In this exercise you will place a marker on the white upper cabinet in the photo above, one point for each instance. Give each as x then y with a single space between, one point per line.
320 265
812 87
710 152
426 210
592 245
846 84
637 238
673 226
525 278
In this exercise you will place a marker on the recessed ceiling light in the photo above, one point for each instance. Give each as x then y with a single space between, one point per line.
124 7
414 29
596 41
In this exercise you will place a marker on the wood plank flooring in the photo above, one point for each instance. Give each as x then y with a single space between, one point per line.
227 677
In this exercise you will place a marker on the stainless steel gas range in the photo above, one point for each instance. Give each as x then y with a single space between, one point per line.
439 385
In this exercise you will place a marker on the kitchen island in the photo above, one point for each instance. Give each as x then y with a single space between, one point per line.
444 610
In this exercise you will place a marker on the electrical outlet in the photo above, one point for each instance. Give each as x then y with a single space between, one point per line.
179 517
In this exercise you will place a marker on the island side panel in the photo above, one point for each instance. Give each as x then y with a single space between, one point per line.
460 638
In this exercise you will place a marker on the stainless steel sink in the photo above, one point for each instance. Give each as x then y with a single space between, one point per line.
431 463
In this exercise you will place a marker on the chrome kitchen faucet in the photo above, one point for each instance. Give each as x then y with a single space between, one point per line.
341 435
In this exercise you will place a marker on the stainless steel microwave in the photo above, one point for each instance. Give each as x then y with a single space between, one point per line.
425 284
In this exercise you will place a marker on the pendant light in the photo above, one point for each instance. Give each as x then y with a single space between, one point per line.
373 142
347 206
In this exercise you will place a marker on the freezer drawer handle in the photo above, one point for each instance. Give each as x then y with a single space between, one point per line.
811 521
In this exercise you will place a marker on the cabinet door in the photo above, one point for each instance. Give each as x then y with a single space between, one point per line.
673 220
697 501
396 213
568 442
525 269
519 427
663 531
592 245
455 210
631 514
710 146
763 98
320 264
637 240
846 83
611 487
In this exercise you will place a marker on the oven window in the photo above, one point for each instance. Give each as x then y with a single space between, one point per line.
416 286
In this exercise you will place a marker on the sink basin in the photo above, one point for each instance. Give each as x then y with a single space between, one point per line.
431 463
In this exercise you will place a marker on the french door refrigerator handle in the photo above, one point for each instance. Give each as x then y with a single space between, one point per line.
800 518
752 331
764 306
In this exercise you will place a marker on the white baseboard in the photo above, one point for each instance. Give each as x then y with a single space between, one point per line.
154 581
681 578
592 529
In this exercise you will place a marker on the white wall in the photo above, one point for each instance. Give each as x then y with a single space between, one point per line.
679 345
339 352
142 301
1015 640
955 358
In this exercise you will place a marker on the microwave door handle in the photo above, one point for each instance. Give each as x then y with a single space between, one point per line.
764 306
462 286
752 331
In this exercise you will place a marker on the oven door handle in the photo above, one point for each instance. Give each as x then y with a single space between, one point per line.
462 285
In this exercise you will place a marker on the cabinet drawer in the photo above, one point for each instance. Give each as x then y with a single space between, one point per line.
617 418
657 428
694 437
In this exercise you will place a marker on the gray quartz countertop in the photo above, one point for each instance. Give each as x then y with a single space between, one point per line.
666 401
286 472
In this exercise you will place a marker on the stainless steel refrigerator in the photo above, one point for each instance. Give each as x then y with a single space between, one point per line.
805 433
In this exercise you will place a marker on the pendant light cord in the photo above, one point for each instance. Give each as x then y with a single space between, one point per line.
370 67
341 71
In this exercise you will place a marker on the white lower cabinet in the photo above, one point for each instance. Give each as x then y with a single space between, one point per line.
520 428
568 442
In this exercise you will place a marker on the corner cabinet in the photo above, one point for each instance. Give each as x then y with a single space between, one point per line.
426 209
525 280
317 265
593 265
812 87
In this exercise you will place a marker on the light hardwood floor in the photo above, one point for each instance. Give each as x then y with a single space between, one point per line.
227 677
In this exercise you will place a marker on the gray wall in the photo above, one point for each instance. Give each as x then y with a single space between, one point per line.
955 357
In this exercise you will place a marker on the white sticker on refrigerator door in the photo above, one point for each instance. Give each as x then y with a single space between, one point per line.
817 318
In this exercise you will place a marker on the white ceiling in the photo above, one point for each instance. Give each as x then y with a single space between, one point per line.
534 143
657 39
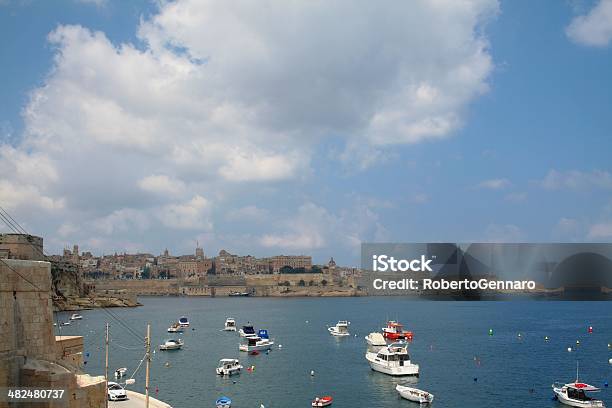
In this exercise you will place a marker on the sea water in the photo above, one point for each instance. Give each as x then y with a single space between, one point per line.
461 363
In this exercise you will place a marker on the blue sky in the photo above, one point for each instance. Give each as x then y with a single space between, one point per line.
133 126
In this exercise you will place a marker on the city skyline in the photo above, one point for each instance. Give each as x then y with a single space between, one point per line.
141 126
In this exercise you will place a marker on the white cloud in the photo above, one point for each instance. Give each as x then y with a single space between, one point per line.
577 180
215 96
601 231
594 28
516 197
494 184
161 184
194 214
503 233
250 213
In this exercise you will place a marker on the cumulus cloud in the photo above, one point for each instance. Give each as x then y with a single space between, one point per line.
594 28
503 233
577 180
600 231
161 184
215 97
494 184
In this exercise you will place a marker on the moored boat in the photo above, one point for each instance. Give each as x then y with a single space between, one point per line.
340 329
256 343
247 330
172 344
393 360
223 402
577 393
322 401
175 328
375 341
414 394
395 331
184 321
228 366
230 324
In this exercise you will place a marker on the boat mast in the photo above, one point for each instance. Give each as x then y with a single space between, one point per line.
106 366
148 354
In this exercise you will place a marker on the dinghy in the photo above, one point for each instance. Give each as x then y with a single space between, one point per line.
414 394
322 401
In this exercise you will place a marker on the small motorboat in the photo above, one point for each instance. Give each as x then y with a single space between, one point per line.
120 372
183 321
175 328
223 402
230 324
414 394
172 344
340 329
375 341
393 360
229 366
247 330
576 394
395 331
256 343
325 401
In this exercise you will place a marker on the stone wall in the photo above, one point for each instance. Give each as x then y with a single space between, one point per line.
29 354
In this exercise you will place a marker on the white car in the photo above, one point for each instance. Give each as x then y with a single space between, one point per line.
116 392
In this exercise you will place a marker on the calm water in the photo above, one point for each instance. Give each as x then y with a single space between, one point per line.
451 346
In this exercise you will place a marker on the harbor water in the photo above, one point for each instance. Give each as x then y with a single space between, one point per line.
470 353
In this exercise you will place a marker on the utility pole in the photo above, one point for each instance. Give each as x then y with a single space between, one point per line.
148 346
106 368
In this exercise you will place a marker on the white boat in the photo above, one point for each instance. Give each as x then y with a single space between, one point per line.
120 372
172 344
183 321
230 324
175 328
325 401
340 329
414 394
576 394
256 343
393 360
375 341
228 366
247 330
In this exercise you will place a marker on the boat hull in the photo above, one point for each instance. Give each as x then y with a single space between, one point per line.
414 394
262 347
564 399
408 369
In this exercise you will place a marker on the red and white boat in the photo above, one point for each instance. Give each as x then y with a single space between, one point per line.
395 331
325 401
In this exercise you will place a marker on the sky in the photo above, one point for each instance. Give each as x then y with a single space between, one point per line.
277 127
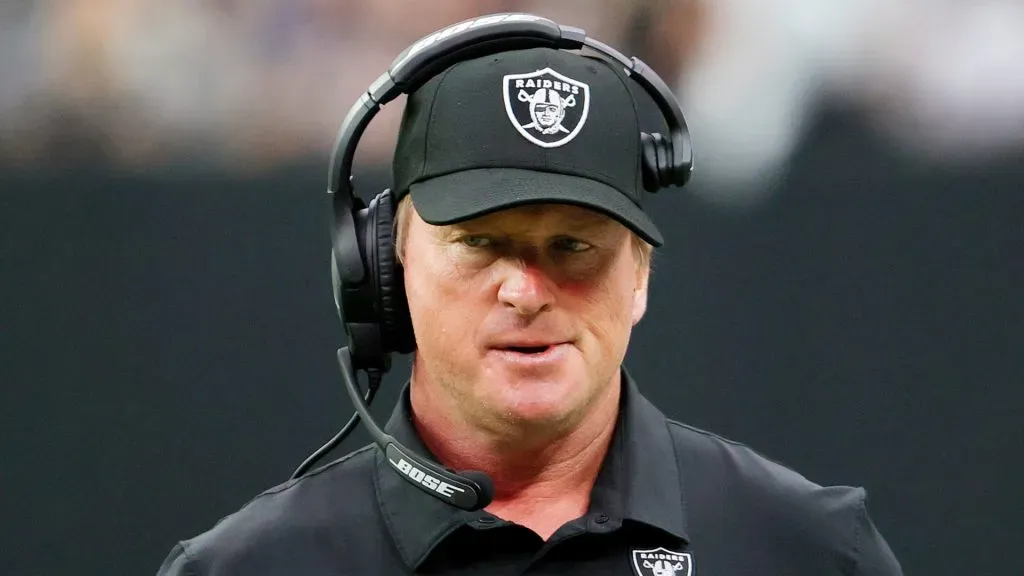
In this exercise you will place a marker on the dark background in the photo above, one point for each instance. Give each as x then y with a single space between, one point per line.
168 346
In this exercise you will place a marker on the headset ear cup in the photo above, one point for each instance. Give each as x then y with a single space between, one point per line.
396 326
648 162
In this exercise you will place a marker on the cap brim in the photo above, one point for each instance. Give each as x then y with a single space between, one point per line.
469 194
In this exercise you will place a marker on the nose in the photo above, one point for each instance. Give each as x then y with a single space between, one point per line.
526 288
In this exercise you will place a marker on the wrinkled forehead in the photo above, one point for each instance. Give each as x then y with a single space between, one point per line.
541 218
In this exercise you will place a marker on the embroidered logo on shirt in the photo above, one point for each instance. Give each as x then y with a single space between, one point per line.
662 562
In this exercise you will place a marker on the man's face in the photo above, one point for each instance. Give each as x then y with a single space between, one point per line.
522 317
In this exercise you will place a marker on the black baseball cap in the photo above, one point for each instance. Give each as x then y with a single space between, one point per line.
523 127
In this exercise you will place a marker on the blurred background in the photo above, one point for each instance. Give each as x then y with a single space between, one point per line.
841 286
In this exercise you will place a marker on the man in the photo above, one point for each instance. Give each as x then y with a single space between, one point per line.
526 259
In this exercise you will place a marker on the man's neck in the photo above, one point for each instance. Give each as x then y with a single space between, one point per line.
541 479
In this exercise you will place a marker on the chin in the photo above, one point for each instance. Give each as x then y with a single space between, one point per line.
535 398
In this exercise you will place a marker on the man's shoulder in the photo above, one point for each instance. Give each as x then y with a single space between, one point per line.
290 519
729 482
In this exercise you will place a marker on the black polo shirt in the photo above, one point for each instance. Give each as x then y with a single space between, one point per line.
669 500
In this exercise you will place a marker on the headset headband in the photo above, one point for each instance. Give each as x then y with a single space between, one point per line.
467 40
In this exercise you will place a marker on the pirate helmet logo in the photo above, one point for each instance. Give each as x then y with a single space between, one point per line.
547 108
660 562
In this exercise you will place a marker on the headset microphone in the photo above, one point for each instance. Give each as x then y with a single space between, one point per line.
470 490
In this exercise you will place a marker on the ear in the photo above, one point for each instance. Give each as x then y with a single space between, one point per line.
640 292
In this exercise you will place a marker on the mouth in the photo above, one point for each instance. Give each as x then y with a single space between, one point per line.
532 355
541 348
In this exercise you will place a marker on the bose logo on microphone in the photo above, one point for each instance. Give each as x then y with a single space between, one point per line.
423 479
435 37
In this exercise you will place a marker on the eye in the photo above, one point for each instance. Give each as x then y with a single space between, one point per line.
476 241
571 245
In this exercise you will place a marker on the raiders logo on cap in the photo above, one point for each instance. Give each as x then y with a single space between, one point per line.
547 108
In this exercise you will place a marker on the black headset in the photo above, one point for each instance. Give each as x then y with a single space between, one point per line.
369 289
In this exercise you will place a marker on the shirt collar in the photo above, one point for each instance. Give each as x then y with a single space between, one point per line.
639 480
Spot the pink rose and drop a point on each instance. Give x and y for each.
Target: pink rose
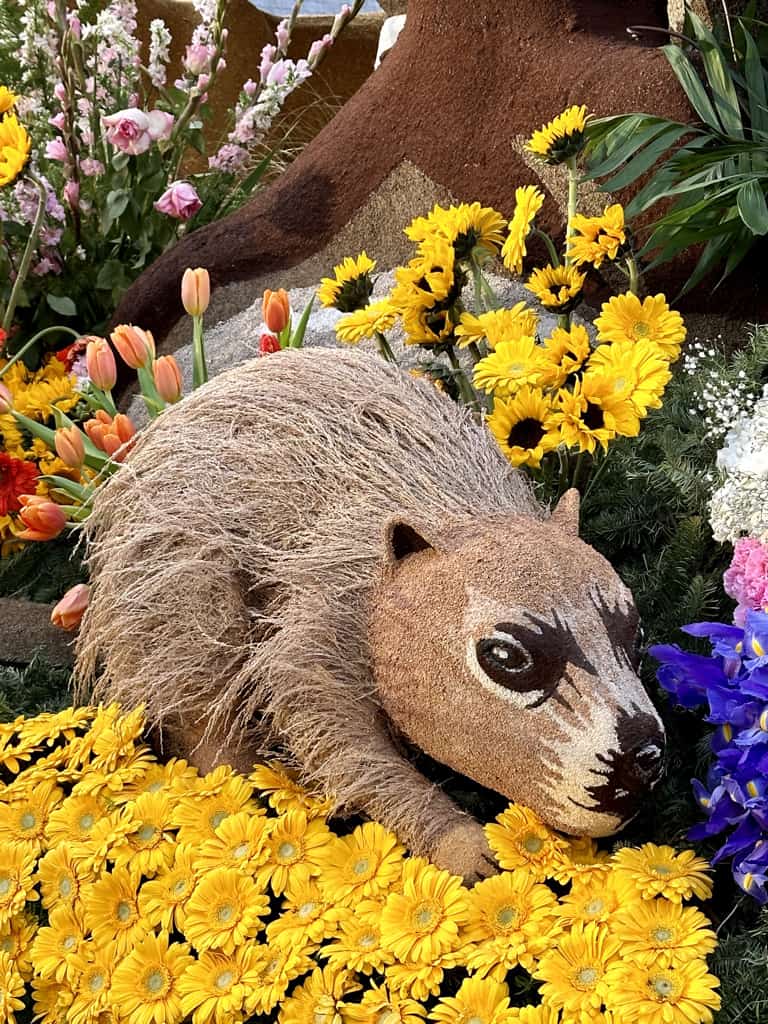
(179, 200)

----

§ TASK DETAILS
Output should match, line for line, the stretch of the material above from the line holding "In this exercise you will place a marker on the raiders" through the line holding "Spot the pink".

§ SOLUTION FOR THIS TASK
In this exercise you will place a marker on the raiders logo on cap in the photo above, one point for each instance. Give each as x then y with a single space between, one point per line.
547 108
In this exercise you will place a marker on the black headset in the photo above, one point for each instance. Give each as x then y with a single space between, one point per line.
369 289
In this exercise you will place a marker on the shirt collar in the photo above, one point for each instance. Give each as x then y with a single space between, one point per line.
639 480
Spot the pink rose and drop a point on each instance. Give x and y for each.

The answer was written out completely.